(Data section)

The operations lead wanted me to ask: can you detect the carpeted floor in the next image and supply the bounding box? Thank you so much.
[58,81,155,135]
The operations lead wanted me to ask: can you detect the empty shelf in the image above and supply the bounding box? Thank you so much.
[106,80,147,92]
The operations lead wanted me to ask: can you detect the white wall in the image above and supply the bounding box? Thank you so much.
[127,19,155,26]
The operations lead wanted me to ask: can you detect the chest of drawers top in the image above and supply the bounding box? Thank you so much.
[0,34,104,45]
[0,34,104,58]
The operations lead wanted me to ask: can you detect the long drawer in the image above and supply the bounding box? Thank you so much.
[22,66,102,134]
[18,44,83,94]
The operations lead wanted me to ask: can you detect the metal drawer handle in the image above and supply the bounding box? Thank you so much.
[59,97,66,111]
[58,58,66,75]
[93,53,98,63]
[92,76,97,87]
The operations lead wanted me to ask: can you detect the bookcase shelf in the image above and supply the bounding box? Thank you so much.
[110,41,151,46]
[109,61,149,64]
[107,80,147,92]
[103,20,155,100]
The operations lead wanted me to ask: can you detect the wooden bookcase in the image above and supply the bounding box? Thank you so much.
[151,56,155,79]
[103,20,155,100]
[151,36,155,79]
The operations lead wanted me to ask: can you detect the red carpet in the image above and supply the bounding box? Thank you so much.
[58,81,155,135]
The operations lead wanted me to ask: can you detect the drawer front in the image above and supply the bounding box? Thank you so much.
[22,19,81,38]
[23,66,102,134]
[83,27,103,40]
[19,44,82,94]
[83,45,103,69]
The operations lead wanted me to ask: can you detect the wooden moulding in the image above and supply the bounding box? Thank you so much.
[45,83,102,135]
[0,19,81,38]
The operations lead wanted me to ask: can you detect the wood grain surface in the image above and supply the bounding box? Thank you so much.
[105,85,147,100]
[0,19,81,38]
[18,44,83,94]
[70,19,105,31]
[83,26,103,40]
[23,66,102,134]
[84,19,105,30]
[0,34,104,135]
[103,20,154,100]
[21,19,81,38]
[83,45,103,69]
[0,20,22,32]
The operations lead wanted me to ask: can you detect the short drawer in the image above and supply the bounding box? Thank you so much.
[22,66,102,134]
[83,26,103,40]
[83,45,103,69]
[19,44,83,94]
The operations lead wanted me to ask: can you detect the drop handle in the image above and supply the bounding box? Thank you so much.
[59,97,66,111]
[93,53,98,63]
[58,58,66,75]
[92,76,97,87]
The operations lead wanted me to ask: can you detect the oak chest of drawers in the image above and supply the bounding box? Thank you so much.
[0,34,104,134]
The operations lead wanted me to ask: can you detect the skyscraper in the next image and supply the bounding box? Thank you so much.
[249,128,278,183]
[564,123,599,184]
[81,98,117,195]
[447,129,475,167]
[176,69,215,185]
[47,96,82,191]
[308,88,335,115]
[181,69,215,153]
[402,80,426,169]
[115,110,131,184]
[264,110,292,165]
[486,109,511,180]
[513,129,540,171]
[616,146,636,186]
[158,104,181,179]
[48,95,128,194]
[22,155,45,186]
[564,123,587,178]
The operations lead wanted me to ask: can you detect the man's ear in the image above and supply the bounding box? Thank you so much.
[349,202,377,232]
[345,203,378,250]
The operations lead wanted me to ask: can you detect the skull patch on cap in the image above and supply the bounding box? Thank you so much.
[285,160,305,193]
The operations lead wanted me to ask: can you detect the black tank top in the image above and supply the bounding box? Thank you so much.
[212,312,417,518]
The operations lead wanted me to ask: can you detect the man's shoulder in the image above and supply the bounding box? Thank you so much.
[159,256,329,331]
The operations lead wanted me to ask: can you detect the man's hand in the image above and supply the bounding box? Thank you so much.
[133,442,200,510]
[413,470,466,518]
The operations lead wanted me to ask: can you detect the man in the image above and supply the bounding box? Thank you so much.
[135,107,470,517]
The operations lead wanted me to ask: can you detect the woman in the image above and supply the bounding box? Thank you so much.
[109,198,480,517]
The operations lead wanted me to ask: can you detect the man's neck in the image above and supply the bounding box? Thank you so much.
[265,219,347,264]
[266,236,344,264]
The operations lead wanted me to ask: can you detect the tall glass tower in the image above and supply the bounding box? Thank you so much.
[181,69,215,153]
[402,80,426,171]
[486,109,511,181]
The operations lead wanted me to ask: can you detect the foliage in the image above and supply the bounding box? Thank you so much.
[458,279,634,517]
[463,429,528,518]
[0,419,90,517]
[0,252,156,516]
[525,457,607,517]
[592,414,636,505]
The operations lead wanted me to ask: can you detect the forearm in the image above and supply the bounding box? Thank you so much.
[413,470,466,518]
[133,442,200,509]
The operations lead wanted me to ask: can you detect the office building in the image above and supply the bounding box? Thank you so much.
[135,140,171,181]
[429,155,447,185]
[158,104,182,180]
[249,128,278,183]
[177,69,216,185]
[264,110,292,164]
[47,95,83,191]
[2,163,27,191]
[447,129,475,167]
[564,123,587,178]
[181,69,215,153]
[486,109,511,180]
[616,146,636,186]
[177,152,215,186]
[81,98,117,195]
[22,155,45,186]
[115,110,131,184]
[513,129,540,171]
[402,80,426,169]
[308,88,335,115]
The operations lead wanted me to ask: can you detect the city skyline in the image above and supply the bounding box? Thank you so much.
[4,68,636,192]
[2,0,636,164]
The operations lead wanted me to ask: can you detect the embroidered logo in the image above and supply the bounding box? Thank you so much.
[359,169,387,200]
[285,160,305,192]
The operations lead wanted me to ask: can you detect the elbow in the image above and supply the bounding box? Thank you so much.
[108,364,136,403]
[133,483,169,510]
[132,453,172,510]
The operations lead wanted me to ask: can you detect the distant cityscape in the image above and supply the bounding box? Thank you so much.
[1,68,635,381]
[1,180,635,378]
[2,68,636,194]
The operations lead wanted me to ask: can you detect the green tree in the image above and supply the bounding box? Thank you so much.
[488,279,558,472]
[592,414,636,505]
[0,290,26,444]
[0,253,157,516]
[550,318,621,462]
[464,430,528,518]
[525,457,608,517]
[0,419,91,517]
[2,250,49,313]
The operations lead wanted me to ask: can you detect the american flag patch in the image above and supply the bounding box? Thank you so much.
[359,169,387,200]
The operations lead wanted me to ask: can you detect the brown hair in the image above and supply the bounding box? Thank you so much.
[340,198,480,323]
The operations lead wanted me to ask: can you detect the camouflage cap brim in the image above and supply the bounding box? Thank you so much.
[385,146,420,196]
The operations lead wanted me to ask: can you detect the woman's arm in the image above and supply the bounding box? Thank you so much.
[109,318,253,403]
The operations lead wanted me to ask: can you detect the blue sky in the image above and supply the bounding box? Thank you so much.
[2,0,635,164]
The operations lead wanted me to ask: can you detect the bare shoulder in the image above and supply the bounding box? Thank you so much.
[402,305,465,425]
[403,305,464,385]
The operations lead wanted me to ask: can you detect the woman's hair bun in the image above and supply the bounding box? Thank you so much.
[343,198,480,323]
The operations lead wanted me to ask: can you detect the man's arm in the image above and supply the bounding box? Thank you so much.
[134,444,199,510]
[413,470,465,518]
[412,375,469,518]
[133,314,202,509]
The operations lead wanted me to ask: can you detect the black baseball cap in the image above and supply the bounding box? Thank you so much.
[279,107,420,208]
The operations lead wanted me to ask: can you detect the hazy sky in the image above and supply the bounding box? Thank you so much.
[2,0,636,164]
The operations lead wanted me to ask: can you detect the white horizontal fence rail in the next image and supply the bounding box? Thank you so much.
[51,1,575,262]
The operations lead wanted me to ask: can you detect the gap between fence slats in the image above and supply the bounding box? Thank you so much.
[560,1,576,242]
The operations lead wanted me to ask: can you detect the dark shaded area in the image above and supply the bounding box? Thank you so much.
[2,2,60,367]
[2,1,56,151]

(End Data section)

Instructions for the task: Could you restate the listing above word for word?

Expected output:
The operations lead wanted me to ask: can you detect the carpeted floor in the next image and supply the bounding box? Thank you so much.
[58,81,155,135]
The operations lead wanted me to ask: can you detect the empty shelf in the image above and supply the bounding box? Thank you so much.
[106,80,147,92]
The operations lead wanted me to ask: can you detect the white wall in the image above and supply the bounding box? Thank you so much.
[127,19,155,26]
The operations lead wanted me to ask: can you detect the chest of drawers top in the image above and supply the bounding box? Thank you so much.
[0,34,104,45]
[0,34,104,58]
The operations lead wanted me to ask: can you detect the long drawer in the image above and supply the bounding box? Thank you so much.
[22,66,102,134]
[18,44,83,94]
The operations lead wanted me to ask: can you detect the metal drawer handle in the image above and supply the bounding box? Thank you so much.
[59,97,66,111]
[58,58,66,75]
[93,53,98,63]
[92,76,97,87]
The operations lead wanted me to ask: can you detect the bookcase shelf in the image above and supply the bounding box? Thank you so much.
[110,41,151,46]
[109,61,149,64]
[107,80,147,92]
[103,20,155,100]
The operations lead wanted me to ask: can you detect the wooden bookcase in the image above and supply the bounding box? Thank you so much.
[151,56,155,79]
[103,20,155,100]
[151,36,155,79]
The operations lead wanted me to ask: can you detect the red carpet in the image above and supply the bounding box? Thank you so much.
[58,81,155,135]
The operations lead wanted me to ask: can you detect the drawer front in the image above and supply the bounding box? Thank you so much.
[22,19,81,38]
[23,66,102,134]
[83,27,103,40]
[19,44,82,94]
[83,45,103,69]
The operations lead wanted me to ask: can you detect the wooden moulding in the image above and supply the bounding box? Thank you so much.
[45,83,102,135]
[0,19,81,38]
The operations lead wanted me to ask: can you detect the wood grain surface in the image above and supply the bounding box? Thank you so much.
[105,85,147,100]
[0,19,81,38]
[18,44,83,94]
[70,19,105,31]
[83,26,103,40]
[23,66,102,134]
[84,19,105,30]
[0,34,104,135]
[103,20,154,100]
[21,19,81,38]
[83,45,103,69]
[0,20,22,32]
The operations lead wanted me to ask: can you detect the short drawer in the image above and supply the bounding box? Thank you so much.
[22,66,102,134]
[83,26,103,40]
[83,45,103,69]
[19,44,83,94]
The operations lead wanted me to ask: can you detect the drop handle in the image above and supply the bounding box? Thank you so much.
[59,97,66,111]
[93,53,98,63]
[58,58,66,75]
[92,76,97,87]
The operations lead wanted me to ask: can you detect the oak chest of drawers in the image above and supply the bounding box? Thank you so much.
[0,34,104,134]
The operations lead wanted me to ask: can you detect the skyscraper in the next image and supply the bounding box? Thank you so much.
[249,128,278,183]
[564,123,599,184]
[81,98,117,195]
[447,129,475,167]
[176,69,215,185]
[47,96,82,191]
[308,88,335,115]
[181,69,215,153]
[402,80,426,169]
[115,110,131,184]
[264,110,292,165]
[486,109,511,180]
[513,129,540,171]
[616,146,636,186]
[158,104,181,179]
[48,95,128,194]
[22,155,45,186]
[564,123,587,178]
The operations lead wanted me to ask: can you detect the man's ear in the image above and supply the bounding box? Thank you so much.
[349,202,377,232]
[345,203,378,250]
The operations lead wanted me to ask: can you detect the skull patch on cap in the image above and supply the bounding box? Thank you so much.
[285,160,305,193]
The operations lead wanted me to ask: can you detect the black tank top in the image above and supply the bounding box? Thank you so much.
[212,312,417,518]
The operations lead wanted me to ask: can you detect the man's shoulder in the image above and supply the bounding box? Thank you so much.
[159,256,329,331]
The operations lead wanted me to ask: can you detect the man's hand in the image above and supply the bounding box? Thank you so much.
[133,442,200,510]
[413,470,466,518]
The operations lead wanted me to ask: can you detect the man in the image above and supply the bounding box? Thank you so much.
[135,107,470,517]
The operations lead wanted me to ask: can you detect the woman in the image above and supply the bounding box? Thank you so much.
[109,198,480,517]
The operations lead wanted me to ask: can you detect the man's neck in the image above and supply the bounding box? Thank you so much.
[265,219,347,264]
[266,236,344,264]
The operations lead wanted me to ask: can you detect the tall glass tower in the image above and supply the bounding box? Thank you so much.
[181,69,215,153]
[402,80,426,171]
[486,109,511,181]
The operations lead wanted me to ask: can you detect the foliage in the image above and supply the bounding box? Thank you so much.
[458,279,634,517]
[463,429,528,518]
[0,419,90,517]
[0,252,156,516]
[525,457,607,517]
[592,414,636,505]
The operations lead wanted me to ask: can you detect the forearm in the image above and supply the bounding box? Thank you so much.
[413,470,466,518]
[133,442,200,509]
The operations lead wanted me to ask: can you detect the office building in the image above and supply the bounding box? Thank you so much.
[135,140,171,181]
[429,155,447,185]
[158,104,182,180]
[249,128,278,183]
[177,69,216,185]
[264,110,292,164]
[47,95,83,191]
[2,163,27,191]
[447,129,475,167]
[564,123,587,178]
[181,69,215,153]
[486,109,511,180]
[616,146,636,186]
[177,152,215,186]
[81,98,117,195]
[22,155,45,186]
[115,110,131,184]
[513,129,540,171]
[402,80,426,169]
[308,88,335,115]
The operations lead wanted me to ask: can you detect the city skyline in the image above and supply the bounding box? Thank you so much.
[4,68,636,192]
[2,0,636,164]
The operations lead wanted me to ask: can you detect the embroidered logo in the image above and supply the bounding box? Thank you so much.
[359,169,387,200]
[285,160,305,192]
The operations lead wanted me to ask: can you detect the elbow in the image above and supply the bounding box? Thank you so much.
[108,364,136,403]
[133,483,169,510]
[132,453,172,510]
The operations lead wanted me to ask: can you detect the distant cityscape in the image above and supply the bounding box? Thank you so much.
[1,68,635,381]
[1,180,635,378]
[2,68,636,194]
The operations lead wanted me to ask: can you detect the green tree in the image above and supply the bounding box? Thank you so much.
[488,279,558,472]
[592,414,636,505]
[0,290,26,444]
[0,253,157,516]
[550,318,621,462]
[464,430,528,518]
[525,457,608,517]
[0,419,91,517]
[2,250,49,313]
The operations lead wanted me to ask: can you detect the american flag patch in the image above and supply the bounding box? Thank you so much.
[359,169,387,200]
The operations lead wanted me to ask: can you detect the brown hair in the image above and supply the bounding box? Thank you so much.
[340,198,480,323]
The operations lead wanted me to ask: can you detect the camouflage cap brim in the image above and supply the bounding box? Thank you so much.
[385,146,420,196]
The operations lead wanted me to ask: can you detect the woman's arm in the image above and supply the bounding box? Thank you so much.
[109,318,253,403]
The operations lead wanted me to ask: can you detect the blue sky in the image above and supply the bounding box? Thank you so much.
[2,0,635,164]
The operations lead wanted me to ask: can you detect the bare shoulder in the image above and supply the bounding box? Thank you so much.
[402,305,465,425]
[403,305,464,385]
The operations lead wanted me to ask: can you detect the woman's hair bun in the image above and supply the bounding box? Thank you so much.
[343,198,480,323]
The operations lead wanted me to ask: can you detect the man's arm in the image above and supply the bounding box? Thank you so much.
[134,444,199,510]
[413,470,465,518]
[412,375,469,518]
[133,314,202,509]
The operations lead wanted me to ask: can you detect the black baseball cap in the image above and supply the bounding box? Thank you so much.
[279,107,420,208]
The operations lead wanted me to ask: can you detect the hazy sky in the image above and supply the bounding box? Thank you so much.
[2,0,636,164]
The operations lead wanted me to ask: can you detect the white horizontal fence rail in the next image and supply the bounding box? Thank you so much.
[51,1,575,262]
The operations lead wanted me to ask: can you detect the gap between fence slats in the image above and supply the bounding box? Thank you so much.
[560,1,576,242]
The operations lead wanted me to ask: can you detect the dark shaded area in the image above and supply the bounding box? Thank you so much.
[2,2,60,367]
[2,1,56,151]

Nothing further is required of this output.